=== Given information ===

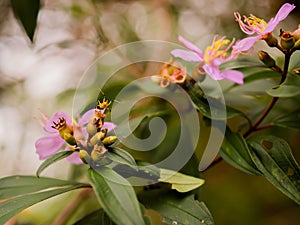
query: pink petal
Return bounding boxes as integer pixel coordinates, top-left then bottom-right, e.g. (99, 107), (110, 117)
(35, 133), (65, 160)
(78, 109), (95, 126)
(178, 36), (203, 57)
(232, 36), (261, 54)
(221, 70), (244, 84)
(171, 49), (203, 62)
(102, 122), (117, 132)
(264, 3), (296, 34)
(66, 152), (83, 165)
(203, 64), (223, 80)
(44, 112), (72, 133)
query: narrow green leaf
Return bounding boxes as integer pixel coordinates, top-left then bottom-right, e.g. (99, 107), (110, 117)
(88, 167), (145, 225)
(137, 161), (160, 179)
(106, 147), (136, 166)
(0, 176), (84, 199)
(0, 184), (85, 224)
(159, 169), (204, 192)
(74, 209), (115, 225)
(74, 204), (152, 225)
(36, 151), (74, 177)
(139, 190), (214, 225)
(187, 84), (244, 120)
(273, 109), (300, 129)
(219, 128), (261, 175)
(11, 0), (40, 42)
(248, 135), (300, 204)
(227, 67), (280, 91)
(267, 74), (300, 98)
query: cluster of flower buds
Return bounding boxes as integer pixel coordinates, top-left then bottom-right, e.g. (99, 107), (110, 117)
(35, 98), (117, 164)
(79, 98), (117, 163)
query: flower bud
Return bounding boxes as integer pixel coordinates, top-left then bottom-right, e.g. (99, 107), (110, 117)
(102, 136), (117, 146)
(258, 51), (276, 68)
(280, 30), (295, 50)
(263, 33), (278, 47)
(90, 129), (107, 146)
(91, 145), (107, 162)
(293, 39), (300, 50)
(292, 24), (300, 41)
(79, 150), (91, 164)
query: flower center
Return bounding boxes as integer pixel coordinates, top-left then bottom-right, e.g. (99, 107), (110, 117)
(204, 35), (235, 64)
(51, 117), (67, 131)
(244, 14), (268, 33)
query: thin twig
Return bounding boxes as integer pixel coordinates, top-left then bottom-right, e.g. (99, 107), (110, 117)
(52, 188), (92, 225)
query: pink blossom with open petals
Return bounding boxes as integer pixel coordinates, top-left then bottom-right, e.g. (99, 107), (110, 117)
(232, 3), (296, 53)
(171, 35), (243, 84)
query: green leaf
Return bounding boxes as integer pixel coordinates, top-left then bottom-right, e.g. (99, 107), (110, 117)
(74, 209), (115, 225)
(187, 84), (244, 120)
(88, 167), (145, 225)
(74, 204), (152, 225)
(219, 128), (261, 175)
(158, 169), (204, 192)
(11, 0), (40, 42)
(267, 74), (300, 98)
(0, 176), (86, 199)
(227, 67), (280, 91)
(273, 109), (300, 129)
(0, 184), (85, 224)
(139, 190), (214, 225)
(106, 147), (136, 166)
(36, 151), (74, 177)
(248, 135), (300, 204)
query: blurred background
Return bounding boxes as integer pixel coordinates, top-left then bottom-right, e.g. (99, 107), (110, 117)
(0, 0), (300, 225)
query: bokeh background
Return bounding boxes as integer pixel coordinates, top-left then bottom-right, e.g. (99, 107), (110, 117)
(0, 0), (300, 225)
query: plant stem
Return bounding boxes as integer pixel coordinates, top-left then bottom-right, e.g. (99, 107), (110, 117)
(52, 188), (92, 225)
(244, 52), (291, 138)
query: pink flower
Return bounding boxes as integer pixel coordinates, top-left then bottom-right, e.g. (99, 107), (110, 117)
(171, 35), (243, 84)
(232, 3), (296, 53)
(35, 109), (116, 164)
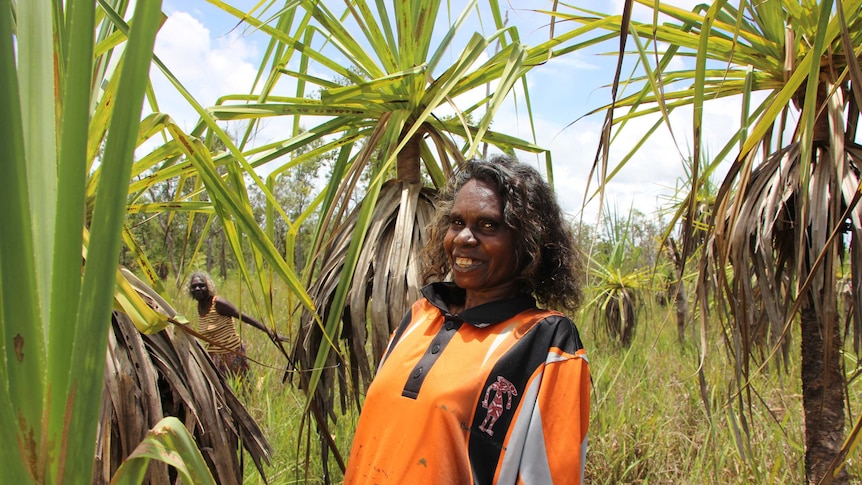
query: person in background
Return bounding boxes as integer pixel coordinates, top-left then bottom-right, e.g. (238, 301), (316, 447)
(344, 156), (591, 485)
(189, 272), (277, 378)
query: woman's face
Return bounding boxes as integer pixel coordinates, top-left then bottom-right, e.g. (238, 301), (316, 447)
(189, 276), (210, 301)
(443, 179), (518, 309)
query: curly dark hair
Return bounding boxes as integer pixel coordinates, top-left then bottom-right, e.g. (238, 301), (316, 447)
(186, 271), (215, 296)
(422, 155), (582, 311)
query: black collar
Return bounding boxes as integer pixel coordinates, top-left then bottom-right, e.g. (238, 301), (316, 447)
(421, 283), (536, 327)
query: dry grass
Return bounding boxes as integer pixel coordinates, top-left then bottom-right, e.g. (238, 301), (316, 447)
(167, 276), (862, 484)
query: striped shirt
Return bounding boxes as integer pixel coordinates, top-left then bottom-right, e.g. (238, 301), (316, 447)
(344, 283), (590, 485)
(198, 296), (242, 354)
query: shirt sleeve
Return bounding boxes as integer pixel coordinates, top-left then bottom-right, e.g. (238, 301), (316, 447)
(519, 349), (590, 485)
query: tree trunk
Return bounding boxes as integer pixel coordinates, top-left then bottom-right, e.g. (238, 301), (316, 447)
(801, 304), (849, 483)
(396, 131), (422, 184)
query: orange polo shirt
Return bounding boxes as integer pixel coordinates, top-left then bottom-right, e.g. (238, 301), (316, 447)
(344, 283), (590, 485)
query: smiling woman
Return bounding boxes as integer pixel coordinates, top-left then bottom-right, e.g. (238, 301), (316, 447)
(344, 157), (590, 484)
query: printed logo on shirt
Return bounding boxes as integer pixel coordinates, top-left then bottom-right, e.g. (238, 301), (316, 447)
(479, 376), (518, 436)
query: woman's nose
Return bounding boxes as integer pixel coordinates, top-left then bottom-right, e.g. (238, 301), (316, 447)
(455, 226), (476, 244)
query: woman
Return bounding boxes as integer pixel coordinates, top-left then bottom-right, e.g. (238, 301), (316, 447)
(344, 156), (590, 484)
(189, 272), (275, 377)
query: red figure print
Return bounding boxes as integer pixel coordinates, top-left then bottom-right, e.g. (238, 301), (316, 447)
(479, 376), (518, 436)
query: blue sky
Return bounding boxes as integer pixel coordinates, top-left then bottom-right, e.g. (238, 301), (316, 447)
(154, 0), (739, 220)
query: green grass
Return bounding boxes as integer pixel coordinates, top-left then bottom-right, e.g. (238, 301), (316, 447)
(167, 274), (862, 484)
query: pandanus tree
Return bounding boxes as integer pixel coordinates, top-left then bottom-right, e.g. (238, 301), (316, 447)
(567, 0), (862, 482)
(0, 0), (302, 483)
(202, 0), (596, 465)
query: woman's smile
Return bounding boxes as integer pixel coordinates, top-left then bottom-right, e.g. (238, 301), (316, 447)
(443, 180), (519, 309)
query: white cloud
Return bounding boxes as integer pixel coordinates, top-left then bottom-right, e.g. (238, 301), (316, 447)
(151, 11), (259, 128)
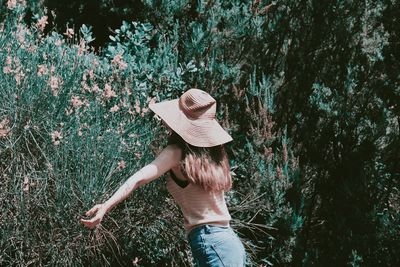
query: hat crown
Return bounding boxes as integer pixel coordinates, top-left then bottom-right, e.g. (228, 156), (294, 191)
(179, 88), (217, 119)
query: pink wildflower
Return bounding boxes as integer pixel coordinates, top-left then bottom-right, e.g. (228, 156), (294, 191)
(276, 165), (282, 178)
(7, 0), (17, 10)
(36, 16), (48, 32)
(92, 83), (100, 93)
(89, 70), (94, 80)
(51, 131), (63, 146)
(103, 83), (117, 99)
(54, 39), (63, 46)
(15, 68), (25, 85)
(110, 105), (119, 113)
(6, 56), (12, 65)
(71, 96), (84, 108)
(3, 66), (13, 74)
(118, 160), (126, 170)
(0, 118), (10, 138)
(63, 27), (74, 39)
(111, 54), (128, 70)
(37, 65), (49, 76)
(134, 100), (140, 113)
(49, 76), (62, 96)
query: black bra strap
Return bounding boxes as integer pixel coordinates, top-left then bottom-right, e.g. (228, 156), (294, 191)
(169, 170), (189, 188)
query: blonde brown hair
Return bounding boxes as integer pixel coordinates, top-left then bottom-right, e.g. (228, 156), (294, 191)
(168, 132), (232, 191)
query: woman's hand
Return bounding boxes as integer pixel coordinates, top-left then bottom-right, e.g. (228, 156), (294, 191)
(80, 203), (107, 229)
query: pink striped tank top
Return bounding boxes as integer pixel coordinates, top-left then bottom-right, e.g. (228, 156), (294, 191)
(167, 173), (231, 234)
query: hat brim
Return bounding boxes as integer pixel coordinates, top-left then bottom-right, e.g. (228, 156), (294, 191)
(149, 99), (232, 147)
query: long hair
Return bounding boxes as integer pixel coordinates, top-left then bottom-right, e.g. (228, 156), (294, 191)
(168, 132), (232, 191)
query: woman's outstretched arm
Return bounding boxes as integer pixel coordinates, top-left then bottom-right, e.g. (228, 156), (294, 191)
(80, 145), (182, 228)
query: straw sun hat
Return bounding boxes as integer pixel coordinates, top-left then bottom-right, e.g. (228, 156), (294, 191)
(149, 88), (232, 147)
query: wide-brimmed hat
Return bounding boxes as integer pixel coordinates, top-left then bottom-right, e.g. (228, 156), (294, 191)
(149, 88), (232, 147)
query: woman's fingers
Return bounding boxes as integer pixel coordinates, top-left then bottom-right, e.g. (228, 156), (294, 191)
(80, 217), (101, 229)
(86, 204), (100, 216)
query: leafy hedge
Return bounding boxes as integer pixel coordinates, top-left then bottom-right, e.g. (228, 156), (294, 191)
(0, 0), (400, 266)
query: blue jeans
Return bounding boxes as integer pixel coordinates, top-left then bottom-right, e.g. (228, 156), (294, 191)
(188, 224), (246, 267)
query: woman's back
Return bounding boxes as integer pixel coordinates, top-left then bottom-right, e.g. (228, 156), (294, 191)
(167, 168), (231, 236)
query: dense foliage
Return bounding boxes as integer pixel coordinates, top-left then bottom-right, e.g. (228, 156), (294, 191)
(0, 0), (400, 266)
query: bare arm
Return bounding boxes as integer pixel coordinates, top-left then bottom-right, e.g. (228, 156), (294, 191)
(81, 145), (181, 228)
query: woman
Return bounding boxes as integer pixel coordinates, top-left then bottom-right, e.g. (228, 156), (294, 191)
(81, 89), (246, 267)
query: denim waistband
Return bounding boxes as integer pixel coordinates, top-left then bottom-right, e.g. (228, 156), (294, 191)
(187, 224), (231, 241)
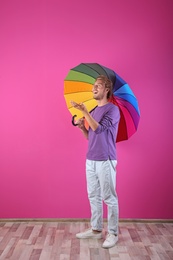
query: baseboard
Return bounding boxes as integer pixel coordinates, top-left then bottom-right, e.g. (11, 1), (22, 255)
(0, 218), (173, 223)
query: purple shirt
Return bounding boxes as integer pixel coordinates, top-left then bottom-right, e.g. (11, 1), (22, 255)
(87, 103), (120, 161)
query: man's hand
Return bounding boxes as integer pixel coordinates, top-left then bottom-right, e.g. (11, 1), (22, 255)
(70, 101), (88, 114)
(71, 101), (99, 131)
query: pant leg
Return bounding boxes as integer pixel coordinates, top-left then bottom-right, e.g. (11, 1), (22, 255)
(86, 160), (103, 231)
(97, 160), (119, 235)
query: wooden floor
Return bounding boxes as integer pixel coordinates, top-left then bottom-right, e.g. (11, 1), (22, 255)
(0, 221), (173, 260)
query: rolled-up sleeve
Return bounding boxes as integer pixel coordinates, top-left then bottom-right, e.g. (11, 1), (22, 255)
(95, 107), (120, 134)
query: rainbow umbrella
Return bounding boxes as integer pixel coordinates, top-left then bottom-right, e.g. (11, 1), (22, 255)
(64, 63), (140, 142)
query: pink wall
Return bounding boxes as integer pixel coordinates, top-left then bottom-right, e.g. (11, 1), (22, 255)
(0, 0), (173, 219)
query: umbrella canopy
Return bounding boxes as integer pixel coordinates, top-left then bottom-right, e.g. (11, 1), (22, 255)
(64, 63), (140, 142)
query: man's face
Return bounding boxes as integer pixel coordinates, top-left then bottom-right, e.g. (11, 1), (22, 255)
(92, 79), (107, 100)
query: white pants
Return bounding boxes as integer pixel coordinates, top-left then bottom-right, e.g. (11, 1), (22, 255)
(86, 160), (119, 235)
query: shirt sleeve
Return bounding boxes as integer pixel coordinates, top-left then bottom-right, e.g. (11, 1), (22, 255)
(95, 106), (120, 134)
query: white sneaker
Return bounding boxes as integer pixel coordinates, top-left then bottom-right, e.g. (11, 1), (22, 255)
(102, 234), (118, 248)
(76, 228), (102, 239)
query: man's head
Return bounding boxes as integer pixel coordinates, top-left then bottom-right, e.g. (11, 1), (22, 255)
(93, 75), (113, 99)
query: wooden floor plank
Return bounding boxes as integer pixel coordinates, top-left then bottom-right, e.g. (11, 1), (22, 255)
(0, 221), (173, 260)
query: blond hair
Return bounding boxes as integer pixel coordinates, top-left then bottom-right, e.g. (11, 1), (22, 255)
(96, 75), (113, 99)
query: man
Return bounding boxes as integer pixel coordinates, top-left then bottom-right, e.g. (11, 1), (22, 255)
(71, 75), (120, 248)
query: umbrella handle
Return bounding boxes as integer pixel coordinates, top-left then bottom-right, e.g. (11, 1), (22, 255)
(72, 115), (78, 126)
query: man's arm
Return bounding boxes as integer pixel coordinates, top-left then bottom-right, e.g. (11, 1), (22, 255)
(71, 101), (99, 131)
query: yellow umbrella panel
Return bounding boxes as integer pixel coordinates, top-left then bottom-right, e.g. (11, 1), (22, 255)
(64, 79), (97, 119)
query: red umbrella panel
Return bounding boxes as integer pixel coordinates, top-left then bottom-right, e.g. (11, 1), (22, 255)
(64, 63), (140, 142)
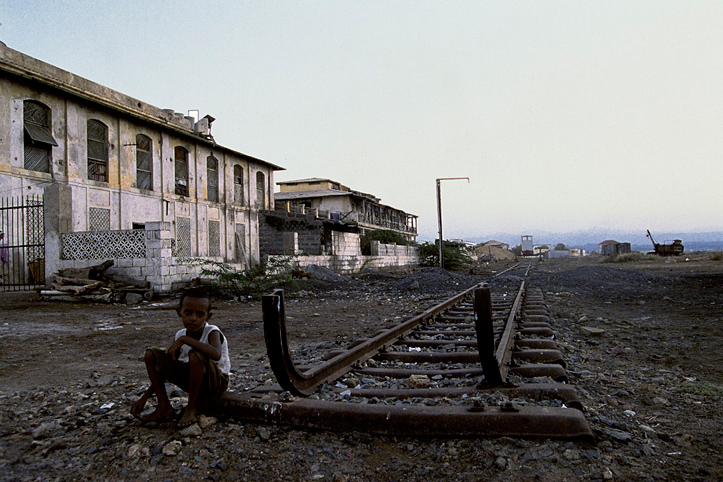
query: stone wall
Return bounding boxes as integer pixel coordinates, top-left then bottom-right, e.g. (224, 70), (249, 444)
(51, 222), (244, 293)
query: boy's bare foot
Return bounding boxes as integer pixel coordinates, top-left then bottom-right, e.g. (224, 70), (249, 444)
(178, 407), (198, 427)
(138, 407), (176, 422)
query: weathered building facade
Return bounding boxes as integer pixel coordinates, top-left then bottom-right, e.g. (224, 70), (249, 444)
(274, 178), (417, 242)
(0, 43), (282, 291)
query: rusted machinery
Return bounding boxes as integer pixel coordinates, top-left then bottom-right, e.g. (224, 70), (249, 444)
(647, 229), (685, 256)
(208, 264), (593, 440)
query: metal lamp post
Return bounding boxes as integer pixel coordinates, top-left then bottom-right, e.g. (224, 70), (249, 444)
(437, 177), (469, 269)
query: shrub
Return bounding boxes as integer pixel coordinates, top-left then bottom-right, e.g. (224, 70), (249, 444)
(189, 256), (293, 299)
(419, 241), (475, 271)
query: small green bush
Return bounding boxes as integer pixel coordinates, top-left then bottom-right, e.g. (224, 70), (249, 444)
(189, 256), (293, 300)
(678, 382), (723, 397)
(419, 241), (475, 271)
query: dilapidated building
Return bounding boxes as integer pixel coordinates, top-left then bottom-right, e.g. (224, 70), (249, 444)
(0, 43), (282, 291)
(274, 178), (417, 242)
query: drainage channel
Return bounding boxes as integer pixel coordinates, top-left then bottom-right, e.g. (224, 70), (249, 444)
(210, 268), (594, 441)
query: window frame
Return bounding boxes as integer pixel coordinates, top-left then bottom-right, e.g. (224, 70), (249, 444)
(23, 99), (58, 173)
(136, 134), (153, 191)
(173, 146), (190, 197)
(233, 164), (244, 204)
(85, 119), (109, 182)
(256, 171), (266, 209)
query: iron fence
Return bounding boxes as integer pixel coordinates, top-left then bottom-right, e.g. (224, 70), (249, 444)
(0, 195), (45, 291)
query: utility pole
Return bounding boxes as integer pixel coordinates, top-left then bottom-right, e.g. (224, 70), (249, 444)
(437, 177), (469, 268)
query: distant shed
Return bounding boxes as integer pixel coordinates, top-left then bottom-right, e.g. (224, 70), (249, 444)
(598, 239), (632, 256)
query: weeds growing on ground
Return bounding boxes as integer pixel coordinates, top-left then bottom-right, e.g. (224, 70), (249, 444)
(184, 256), (293, 299)
(602, 251), (645, 263)
(678, 382), (723, 397)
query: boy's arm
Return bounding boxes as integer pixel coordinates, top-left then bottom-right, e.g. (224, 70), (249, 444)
(168, 330), (221, 360)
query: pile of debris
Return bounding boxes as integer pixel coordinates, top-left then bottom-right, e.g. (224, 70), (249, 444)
(40, 260), (154, 304)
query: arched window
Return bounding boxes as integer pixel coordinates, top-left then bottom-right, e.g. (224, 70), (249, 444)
(23, 100), (58, 172)
(256, 171), (266, 209)
(233, 164), (244, 204)
(136, 134), (153, 191)
(174, 146), (188, 196)
(87, 119), (108, 182)
(206, 156), (218, 203)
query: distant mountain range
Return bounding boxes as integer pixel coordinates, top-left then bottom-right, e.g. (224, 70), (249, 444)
(430, 229), (723, 252)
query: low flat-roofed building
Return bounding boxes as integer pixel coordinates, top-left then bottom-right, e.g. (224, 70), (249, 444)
(274, 178), (417, 242)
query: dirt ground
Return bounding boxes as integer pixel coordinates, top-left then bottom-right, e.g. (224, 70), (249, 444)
(0, 253), (723, 481)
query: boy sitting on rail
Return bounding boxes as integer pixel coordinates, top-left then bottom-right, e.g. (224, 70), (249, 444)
(131, 288), (231, 427)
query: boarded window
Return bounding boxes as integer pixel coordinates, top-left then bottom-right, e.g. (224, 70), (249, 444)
(23, 100), (58, 172)
(136, 134), (153, 191)
(208, 221), (221, 256)
(256, 172), (266, 209)
(174, 146), (188, 196)
(206, 156), (218, 203)
(233, 164), (244, 204)
(88, 119), (108, 182)
(171, 217), (191, 256)
(88, 208), (110, 231)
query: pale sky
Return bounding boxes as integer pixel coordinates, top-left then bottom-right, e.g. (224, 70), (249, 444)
(0, 0), (723, 239)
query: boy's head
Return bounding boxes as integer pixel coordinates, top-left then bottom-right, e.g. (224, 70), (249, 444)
(176, 288), (213, 332)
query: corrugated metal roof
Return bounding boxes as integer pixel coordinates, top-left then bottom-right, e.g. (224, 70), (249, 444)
(274, 189), (354, 201)
(276, 177), (340, 185)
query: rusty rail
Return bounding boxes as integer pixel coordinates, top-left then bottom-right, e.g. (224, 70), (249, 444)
(208, 266), (593, 440)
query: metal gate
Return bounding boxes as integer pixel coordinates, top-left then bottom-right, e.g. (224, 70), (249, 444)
(0, 196), (45, 291)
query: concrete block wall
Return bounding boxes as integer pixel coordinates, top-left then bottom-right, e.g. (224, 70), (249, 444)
(58, 222), (238, 293)
(259, 214), (323, 255)
(331, 231), (361, 256)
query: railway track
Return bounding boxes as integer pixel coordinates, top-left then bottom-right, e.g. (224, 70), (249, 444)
(211, 264), (593, 440)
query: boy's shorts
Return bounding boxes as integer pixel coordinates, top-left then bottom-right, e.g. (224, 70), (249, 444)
(148, 346), (228, 396)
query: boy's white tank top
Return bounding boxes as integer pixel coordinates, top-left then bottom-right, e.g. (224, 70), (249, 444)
(175, 323), (231, 375)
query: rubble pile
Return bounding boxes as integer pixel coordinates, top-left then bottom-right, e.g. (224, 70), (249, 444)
(40, 260), (153, 304)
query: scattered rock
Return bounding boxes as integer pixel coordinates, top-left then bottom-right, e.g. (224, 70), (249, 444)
(406, 375), (431, 388)
(179, 423), (203, 437)
(579, 326), (605, 337)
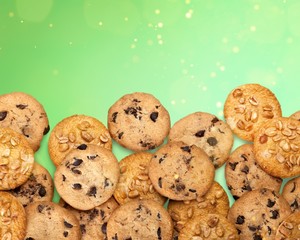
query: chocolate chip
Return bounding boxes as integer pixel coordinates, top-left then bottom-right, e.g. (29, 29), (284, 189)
(0, 111), (7, 121)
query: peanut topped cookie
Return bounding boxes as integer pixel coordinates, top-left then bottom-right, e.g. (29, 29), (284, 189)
(254, 117), (300, 178)
(224, 84), (281, 141)
(0, 92), (49, 151)
(108, 92), (170, 152)
(48, 115), (112, 166)
(169, 112), (233, 168)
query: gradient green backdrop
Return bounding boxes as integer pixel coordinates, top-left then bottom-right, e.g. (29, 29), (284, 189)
(0, 0), (300, 203)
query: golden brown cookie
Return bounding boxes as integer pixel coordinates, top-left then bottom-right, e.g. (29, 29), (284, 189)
(224, 84), (281, 141)
(149, 142), (215, 200)
(178, 214), (240, 240)
(225, 144), (282, 199)
(0, 128), (34, 190)
(254, 117), (300, 178)
(169, 112), (233, 168)
(0, 191), (26, 240)
(114, 152), (166, 205)
(48, 115), (112, 166)
(0, 92), (50, 152)
(168, 182), (229, 231)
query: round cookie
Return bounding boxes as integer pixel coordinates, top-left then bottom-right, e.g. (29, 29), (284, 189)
(224, 84), (282, 141)
(59, 197), (119, 240)
(10, 162), (53, 207)
(0, 191), (26, 240)
(24, 202), (81, 240)
(169, 112), (233, 168)
(54, 144), (120, 210)
(178, 214), (240, 240)
(0, 92), (50, 152)
(107, 200), (173, 240)
(282, 176), (300, 212)
(0, 128), (34, 190)
(275, 212), (300, 240)
(254, 117), (300, 178)
(168, 181), (229, 231)
(108, 92), (170, 152)
(149, 142), (215, 200)
(114, 152), (166, 205)
(228, 188), (291, 240)
(225, 144), (282, 199)
(48, 115), (112, 166)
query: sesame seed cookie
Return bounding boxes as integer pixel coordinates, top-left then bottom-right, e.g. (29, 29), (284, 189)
(114, 152), (166, 205)
(228, 188), (291, 240)
(24, 201), (81, 240)
(282, 176), (300, 212)
(10, 162), (54, 207)
(169, 112), (233, 168)
(168, 181), (229, 231)
(0, 128), (34, 190)
(225, 144), (282, 199)
(224, 84), (282, 141)
(149, 142), (215, 200)
(107, 200), (173, 240)
(108, 92), (170, 152)
(178, 214), (240, 240)
(54, 144), (120, 210)
(0, 92), (50, 152)
(254, 117), (300, 178)
(48, 115), (112, 166)
(0, 191), (26, 240)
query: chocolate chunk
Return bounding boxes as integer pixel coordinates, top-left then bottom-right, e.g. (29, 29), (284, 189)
(150, 112), (158, 122)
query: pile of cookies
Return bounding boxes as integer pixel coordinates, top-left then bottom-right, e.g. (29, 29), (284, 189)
(0, 84), (300, 240)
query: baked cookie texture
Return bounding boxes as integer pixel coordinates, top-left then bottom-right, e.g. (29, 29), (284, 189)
(48, 114), (112, 166)
(0, 92), (50, 152)
(254, 117), (300, 178)
(169, 112), (233, 168)
(108, 92), (170, 152)
(224, 84), (282, 142)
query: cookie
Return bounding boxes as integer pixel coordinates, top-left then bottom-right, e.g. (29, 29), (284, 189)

=== Your goal ===
Repeat the lines starting at the one containing "query: golden brown cookie" and ending at the one containing "(168, 182), (229, 231)", both included.

=== Solution ===
query: golden brown cookie
Return bounding boxes as integer pixel coordinates, top-left then bottom-right, e.g. (29, 29), (284, 189)
(224, 84), (281, 141)
(149, 142), (215, 200)
(178, 214), (240, 240)
(225, 144), (282, 199)
(0, 128), (34, 190)
(254, 117), (300, 178)
(169, 112), (233, 168)
(0, 191), (26, 240)
(114, 152), (166, 205)
(48, 115), (112, 166)
(0, 92), (50, 152)
(168, 182), (229, 231)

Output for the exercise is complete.